* Page extract

Risks of Silent Failure Modes

00:47:33
Speaker
things like that. And I could say a lot more about it, but I just sort of, again and again, like on on like a meta level, a big part of the problem that we face is that we are in a domain where there are silent failure modes.
00:47:46
Speaker
I mean, in in most domains, there are some silent failure modes. Like if you imagine like you're designing a car and you want it to be safe. Most of the ways in which your car can be unsafe will be immediately apparent in even basic testing. you know Like the engine catches on fire when when you try to start it or something like that.
00:48:07
Speaker
But then there are some ways that your car can be unsafe that don't appear in testing. Like, you know, the the metal that you used was like a bit too brittle or something. And so after 10,000 miles, it like starts to wear down and then this component breaks or something like that. That's like harder to discover through through testing.
00:48:27
Speaker
With AI alignment, it's like... There's this whole category of plausible silent failure modes where your AI is you know not actually aligned, but pretending to be.

* Set task a
From the entries, copy out the lines between the one holding "Look at the screenshot" and the one holding "[113,261,130,359]", inclusive, without altering them.

* Extracted entries

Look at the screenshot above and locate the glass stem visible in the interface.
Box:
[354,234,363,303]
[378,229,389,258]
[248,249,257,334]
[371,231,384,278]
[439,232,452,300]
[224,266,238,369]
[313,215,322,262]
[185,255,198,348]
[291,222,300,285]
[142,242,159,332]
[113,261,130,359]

...

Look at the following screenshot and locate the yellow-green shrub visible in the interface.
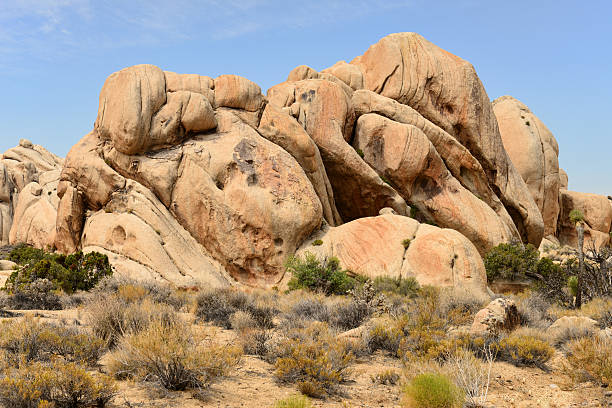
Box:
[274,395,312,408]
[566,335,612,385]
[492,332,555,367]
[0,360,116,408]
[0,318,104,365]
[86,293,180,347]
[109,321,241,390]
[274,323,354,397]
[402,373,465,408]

==

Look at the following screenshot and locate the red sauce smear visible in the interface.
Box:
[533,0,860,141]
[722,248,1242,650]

* Set task b
Continue the transcript on the risks of silent failure modes from the point where it stops.

* Output a
Look at the screenshot above and locate the glass stem visible in the interface.
Box:
[354,234,363,303]
[378,229,389,258]
[248,249,257,334]
[371,231,384,278]
[439,232,452,300]
[224,266,238,369]
[313,215,322,262]
[185,255,198,348]
[291,222,300,285]
[142,242,159,332]
[113,261,130,359]

* Output b
00:48:39
Speaker
Or it's not even pretending yet, but like at some point in the future, it will realize it's misaligned and then it will pretend, which is even harder to fix because like if you look at its thoughts right now, you would see nothing wrong.
00:48:52
Speaker
you know So there's this whole there's all these like possible silent failure modes.
00:48:59
Speaker
But then unlike with the car, we can't just afford to actually fail sometimes. Like with the car, it's like, okay, you actually killed a bunch of people, but you just recall it and like fix the part and so forth. But with the AIs, if halfway through the intelligence explosion, as your AIs are automating all the research, including all the alignment research, if they decide that they're misaligned and they decide not to tell you about that,
00:49:19
Speaker
you're just screwed. Like you you're not going to recover from that. Do you think the main danger and risk here is inherent to AI as a technology or is because we're developing it in a specific way, specifically under these conditions of s ah extreme competition between companies and between countries?
00:49:41
Speaker
I guess it's a bit of both. Like the technical difficulties would still be there if we were developing it without a race condition. But we'd be much more well positioned to solve the technical difficulties if not for the race.
00:49:54
Speaker
I highly recommend looking into AI 2027. There's a lot of details that we couldn't possibly cover in a podcast like this. Maybe you can tell us a bit about the work that went into creating AI 2027.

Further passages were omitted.